**What the exercise asks:** Your response should consist of the records below, repeated exactly.

● ● ●

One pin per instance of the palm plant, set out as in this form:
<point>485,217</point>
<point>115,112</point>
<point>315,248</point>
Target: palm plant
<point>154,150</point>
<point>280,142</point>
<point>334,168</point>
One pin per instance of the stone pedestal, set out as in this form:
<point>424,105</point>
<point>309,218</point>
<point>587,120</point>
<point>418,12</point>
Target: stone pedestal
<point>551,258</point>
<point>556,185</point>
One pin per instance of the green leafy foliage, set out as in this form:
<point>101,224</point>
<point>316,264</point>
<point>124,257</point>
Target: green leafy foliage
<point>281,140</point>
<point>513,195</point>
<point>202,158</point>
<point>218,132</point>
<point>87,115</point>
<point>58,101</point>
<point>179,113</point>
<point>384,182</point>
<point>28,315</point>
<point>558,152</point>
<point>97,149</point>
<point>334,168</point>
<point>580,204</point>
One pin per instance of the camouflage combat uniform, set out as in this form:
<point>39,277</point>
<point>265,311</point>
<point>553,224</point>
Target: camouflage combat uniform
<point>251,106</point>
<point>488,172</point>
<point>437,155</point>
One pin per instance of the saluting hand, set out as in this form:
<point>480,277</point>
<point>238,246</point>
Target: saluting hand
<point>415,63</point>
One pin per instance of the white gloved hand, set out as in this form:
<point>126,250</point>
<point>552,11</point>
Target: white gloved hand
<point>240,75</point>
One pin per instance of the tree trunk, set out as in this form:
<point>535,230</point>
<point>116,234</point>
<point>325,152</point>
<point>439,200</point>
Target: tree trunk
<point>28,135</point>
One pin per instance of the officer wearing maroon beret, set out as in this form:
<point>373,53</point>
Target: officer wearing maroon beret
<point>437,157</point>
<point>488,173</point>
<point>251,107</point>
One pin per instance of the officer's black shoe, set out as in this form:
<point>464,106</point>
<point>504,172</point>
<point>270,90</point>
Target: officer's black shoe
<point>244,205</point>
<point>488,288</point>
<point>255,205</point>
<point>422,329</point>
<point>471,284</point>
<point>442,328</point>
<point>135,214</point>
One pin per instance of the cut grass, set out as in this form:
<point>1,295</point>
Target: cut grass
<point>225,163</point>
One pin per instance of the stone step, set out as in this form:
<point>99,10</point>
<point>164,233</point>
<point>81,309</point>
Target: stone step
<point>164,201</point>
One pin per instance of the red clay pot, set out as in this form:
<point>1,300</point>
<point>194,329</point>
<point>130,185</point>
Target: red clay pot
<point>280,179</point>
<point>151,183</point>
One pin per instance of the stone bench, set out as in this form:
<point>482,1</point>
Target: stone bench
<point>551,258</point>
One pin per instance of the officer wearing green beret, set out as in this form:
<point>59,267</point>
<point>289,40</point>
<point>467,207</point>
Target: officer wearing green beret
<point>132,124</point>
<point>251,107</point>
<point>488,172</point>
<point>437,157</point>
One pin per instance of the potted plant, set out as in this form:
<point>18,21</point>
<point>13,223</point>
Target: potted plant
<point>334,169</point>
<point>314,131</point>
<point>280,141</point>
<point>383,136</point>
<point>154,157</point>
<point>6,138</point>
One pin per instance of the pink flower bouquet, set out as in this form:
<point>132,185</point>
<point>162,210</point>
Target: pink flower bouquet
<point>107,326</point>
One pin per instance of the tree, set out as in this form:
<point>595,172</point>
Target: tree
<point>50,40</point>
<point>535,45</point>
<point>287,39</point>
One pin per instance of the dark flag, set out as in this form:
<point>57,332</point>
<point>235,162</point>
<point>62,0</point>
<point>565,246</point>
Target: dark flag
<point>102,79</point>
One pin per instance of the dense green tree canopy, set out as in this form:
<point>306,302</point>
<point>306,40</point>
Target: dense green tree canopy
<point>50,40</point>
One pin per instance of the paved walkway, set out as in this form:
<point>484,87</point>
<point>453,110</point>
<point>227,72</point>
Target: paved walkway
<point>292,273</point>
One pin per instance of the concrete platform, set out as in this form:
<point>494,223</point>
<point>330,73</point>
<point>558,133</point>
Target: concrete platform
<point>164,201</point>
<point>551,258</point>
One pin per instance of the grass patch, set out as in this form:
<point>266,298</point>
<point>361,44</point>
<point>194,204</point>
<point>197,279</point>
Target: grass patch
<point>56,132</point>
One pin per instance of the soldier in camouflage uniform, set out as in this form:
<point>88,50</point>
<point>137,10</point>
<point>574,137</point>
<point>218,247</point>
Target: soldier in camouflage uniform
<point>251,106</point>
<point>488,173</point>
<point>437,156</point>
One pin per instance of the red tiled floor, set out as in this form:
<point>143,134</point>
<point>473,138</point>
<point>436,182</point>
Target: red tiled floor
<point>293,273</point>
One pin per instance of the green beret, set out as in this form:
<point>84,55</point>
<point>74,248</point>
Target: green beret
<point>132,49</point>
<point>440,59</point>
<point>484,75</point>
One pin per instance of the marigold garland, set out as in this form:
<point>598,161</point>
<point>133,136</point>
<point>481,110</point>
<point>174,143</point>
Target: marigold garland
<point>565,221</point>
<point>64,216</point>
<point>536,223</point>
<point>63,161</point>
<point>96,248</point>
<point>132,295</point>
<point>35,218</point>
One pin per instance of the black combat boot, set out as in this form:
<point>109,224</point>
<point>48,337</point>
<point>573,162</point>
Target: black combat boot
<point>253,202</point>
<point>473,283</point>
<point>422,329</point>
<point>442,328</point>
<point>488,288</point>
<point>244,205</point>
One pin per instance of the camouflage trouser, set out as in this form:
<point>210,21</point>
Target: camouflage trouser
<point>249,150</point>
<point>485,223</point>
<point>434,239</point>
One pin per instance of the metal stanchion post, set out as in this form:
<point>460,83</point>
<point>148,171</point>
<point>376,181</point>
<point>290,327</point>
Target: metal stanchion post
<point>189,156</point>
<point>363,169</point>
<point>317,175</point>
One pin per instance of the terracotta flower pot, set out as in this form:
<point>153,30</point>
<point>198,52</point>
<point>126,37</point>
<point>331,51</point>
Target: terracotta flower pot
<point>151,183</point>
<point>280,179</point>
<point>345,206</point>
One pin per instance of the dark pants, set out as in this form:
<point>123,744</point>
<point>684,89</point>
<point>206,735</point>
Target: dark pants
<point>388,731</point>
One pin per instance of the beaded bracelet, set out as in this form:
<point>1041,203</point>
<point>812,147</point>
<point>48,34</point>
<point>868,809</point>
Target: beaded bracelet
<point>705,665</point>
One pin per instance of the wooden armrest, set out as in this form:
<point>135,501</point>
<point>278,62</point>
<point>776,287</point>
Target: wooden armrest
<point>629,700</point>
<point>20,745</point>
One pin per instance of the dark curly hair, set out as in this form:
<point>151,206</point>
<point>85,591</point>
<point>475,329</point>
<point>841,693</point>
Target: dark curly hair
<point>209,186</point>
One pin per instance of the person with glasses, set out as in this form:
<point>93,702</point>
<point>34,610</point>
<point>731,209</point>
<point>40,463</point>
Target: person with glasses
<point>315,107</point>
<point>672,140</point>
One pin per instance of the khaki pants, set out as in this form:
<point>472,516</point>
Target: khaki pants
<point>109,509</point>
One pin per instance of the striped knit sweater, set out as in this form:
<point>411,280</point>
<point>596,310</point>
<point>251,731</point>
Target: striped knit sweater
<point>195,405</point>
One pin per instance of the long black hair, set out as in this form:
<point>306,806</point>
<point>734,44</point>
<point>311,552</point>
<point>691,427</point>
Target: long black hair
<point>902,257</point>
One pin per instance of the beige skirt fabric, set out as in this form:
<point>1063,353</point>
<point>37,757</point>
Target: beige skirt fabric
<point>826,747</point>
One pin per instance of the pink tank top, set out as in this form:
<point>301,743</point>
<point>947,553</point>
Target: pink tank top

● ● ●

**Output of the task:**
One pin per instance of the palm plant, set out as in this form:
<point>485,217</point>
<point>115,112</point>
<point>315,248</point>
Target: palm plant
<point>154,150</point>
<point>280,142</point>
<point>334,168</point>
One pin per instance of the stone pedestal, set out as in this form:
<point>424,105</point>
<point>309,218</point>
<point>587,120</point>
<point>418,12</point>
Target: stone pedestal
<point>551,258</point>
<point>556,185</point>
One pin per instance of the green leafy foliage, set out as in this form:
<point>101,224</point>
<point>316,264</point>
<point>124,257</point>
Target: green leafy foliage
<point>281,140</point>
<point>513,195</point>
<point>202,158</point>
<point>218,132</point>
<point>87,115</point>
<point>58,101</point>
<point>179,113</point>
<point>384,182</point>
<point>28,315</point>
<point>558,152</point>
<point>97,149</point>
<point>334,168</point>
<point>580,204</point>
One pin per instance of the camouflage combat uniform, set out as in this form:
<point>39,277</point>
<point>265,311</point>
<point>553,224</point>
Target: camouflage combat uniform
<point>251,106</point>
<point>488,172</point>
<point>437,155</point>
One pin per instance of the saluting hand, set out as in this form:
<point>480,277</point>
<point>238,246</point>
Target: saluting hand
<point>415,63</point>
One pin per instance of the white gloved hand, set out as in this form:
<point>126,250</point>
<point>552,11</point>
Target: white gloved hand
<point>240,75</point>
One pin per instance of the tree trunk, set out as in this form:
<point>535,230</point>
<point>116,234</point>
<point>325,152</point>
<point>439,200</point>
Target: tree trunk
<point>28,135</point>
One pin per instance of the officer wearing maroon beret, set out as in this form:
<point>373,53</point>
Target: officer wearing maroon beret
<point>437,157</point>
<point>488,173</point>
<point>251,107</point>
One pin per instance of the officer's black shoe, set out as in this form:
<point>464,106</point>
<point>504,172</point>
<point>270,90</point>
Target: officer's black shoe
<point>244,205</point>
<point>488,288</point>
<point>255,205</point>
<point>422,329</point>
<point>471,284</point>
<point>442,328</point>
<point>135,214</point>
One pin per instance of the cut grass, set out as in this form:
<point>1,295</point>
Target: cut grass
<point>225,163</point>
One pin per instance of the stone step, set out as in this form:
<point>99,10</point>
<point>164,233</point>
<point>81,309</point>
Target: stone step
<point>164,201</point>
One pin per instance of the red clay pot, set out as in this form:
<point>1,300</point>
<point>194,329</point>
<point>130,185</point>
Target: red clay pot
<point>280,179</point>
<point>151,183</point>
One pin per instance of the stone bench, set out as in this form:
<point>482,1</point>
Target: stone bench
<point>551,258</point>
One pin per instance of the officer wearing green beret, set out as in this form:
<point>59,267</point>
<point>289,40</point>
<point>467,207</point>
Target: officer wearing green beret
<point>132,124</point>
<point>251,107</point>
<point>488,172</point>
<point>437,157</point>
One pin per instance of the potted plant, set out as in this form:
<point>18,21</point>
<point>13,223</point>
Target: potted plant
<point>334,169</point>
<point>314,131</point>
<point>280,141</point>
<point>383,136</point>
<point>154,157</point>
<point>6,138</point>
One pin per instance of the pink flower bouquet, set out as in this form:
<point>132,185</point>
<point>162,210</point>
Target: pink flower bouquet
<point>107,326</point>
One pin per instance of the tree, set out as in this form:
<point>595,172</point>
Target: tree
<point>50,40</point>
<point>535,45</point>
<point>287,39</point>
One pin per instance of the dark flag, set out as in this form:
<point>57,332</point>
<point>235,162</point>
<point>62,0</point>
<point>565,246</point>
Target: dark flag
<point>102,79</point>
One pin per instance of the dense green tree canopy, set out as in this form:
<point>306,302</point>
<point>306,40</point>
Target: dense green tree canopy
<point>50,40</point>
One pin per instance of the paved walkway, set out as in this form:
<point>484,87</point>
<point>453,110</point>
<point>227,72</point>
Target: paved walkway
<point>292,273</point>
One pin per instance of the concrete platform, set out as in this form:
<point>494,223</point>
<point>330,73</point>
<point>558,133</point>
Target: concrete platform
<point>164,201</point>
<point>551,258</point>
One pin per instance of the grass patch, set out as in this form:
<point>266,298</point>
<point>361,44</point>
<point>194,204</point>
<point>197,279</point>
Target: grass patch
<point>56,132</point>
One pin per instance of the soldier in camouflage uniform, set out as in this form:
<point>88,50</point>
<point>137,10</point>
<point>574,137</point>
<point>218,247</point>
Target: soldier in camouflage uniform
<point>251,106</point>
<point>488,173</point>
<point>437,156</point>
One pin per instance of the red tiled floor, set out as in this form:
<point>143,134</point>
<point>473,138</point>
<point>436,182</point>
Target: red tiled floor
<point>293,273</point>
One pin per instance of the green beret, set out as in this form:
<point>84,55</point>
<point>74,248</point>
Target: green beret
<point>132,49</point>
<point>440,59</point>
<point>484,75</point>
One pin per instance of the marigold garland, set out as in this form:
<point>598,161</point>
<point>133,136</point>
<point>481,110</point>
<point>174,143</point>
Target: marigold garland
<point>565,221</point>
<point>64,216</point>
<point>536,223</point>
<point>63,161</point>
<point>96,248</point>
<point>132,295</point>
<point>35,218</point>
One pin per instance of the black combat boot, set out as in this form:
<point>109,224</point>
<point>48,337</point>
<point>573,162</point>
Target: black combat boot
<point>253,202</point>
<point>473,283</point>
<point>422,329</point>
<point>442,328</point>
<point>488,288</point>
<point>244,205</point>
One pin per instance of the camouflage trouser, set out as in this form:
<point>210,21</point>
Target: camouflage trouser
<point>249,150</point>
<point>485,223</point>
<point>434,239</point>
One pin per instance of the metal stanchion post, set out as in this form:
<point>460,83</point>
<point>148,171</point>
<point>376,181</point>
<point>290,327</point>
Target: metal stanchion post
<point>189,156</point>
<point>363,169</point>
<point>317,175</point>
One pin per instance of the terracotta flower pot, set out as in this form:
<point>153,30</point>
<point>198,52</point>
<point>126,37</point>
<point>331,51</point>
Target: terracotta flower pot
<point>151,183</point>
<point>280,179</point>
<point>345,206</point>
One pin per instance of the dark pants, set out as in this form:
<point>123,744</point>
<point>684,89</point>
<point>206,735</point>
Target: dark pants
<point>388,731</point>
One pin per instance of the beaded bracelet, set out as in this form:
<point>1041,203</point>
<point>812,147</point>
<point>48,34</point>
<point>868,809</point>
Target: beaded bracelet
<point>705,665</point>
One pin per instance of the wooden armrest, set out as in this form:
<point>135,501</point>
<point>278,62</point>
<point>776,287</point>
Target: wooden armrest
<point>629,700</point>
<point>20,745</point>
One pin per instance of the dark curly hair, set out as in this form:
<point>151,206</point>
<point>85,591</point>
<point>475,329</point>
<point>841,693</point>
Target: dark curly hair
<point>209,186</point>
One pin per instance of the person with glasses, set out as in this form:
<point>93,702</point>
<point>34,610</point>
<point>731,209</point>
<point>40,463</point>
Target: person with glasses
<point>315,107</point>
<point>672,140</point>
One pin per instance of the khaki pants, set out as in this form:
<point>472,516</point>
Target: khaki pants
<point>109,509</point>
One pin per instance of the striped knit sweater, set out as in this form:
<point>411,280</point>
<point>596,310</point>
<point>251,731</point>
Target: striped knit sweater
<point>195,405</point>
One pin per instance of the long black hair, set out as in this form:
<point>306,806</point>
<point>734,44</point>
<point>311,552</point>
<point>691,427</point>
Target: long black hair
<point>902,257</point>
One pin per instance of the beige skirt fabric, set out as in this form:
<point>1063,353</point>
<point>37,757</point>
Target: beige skirt fabric
<point>826,747</point>
One pin per instance of the pink tank top, set out as in this form:
<point>301,743</point>
<point>947,553</point>
Target: pink tank top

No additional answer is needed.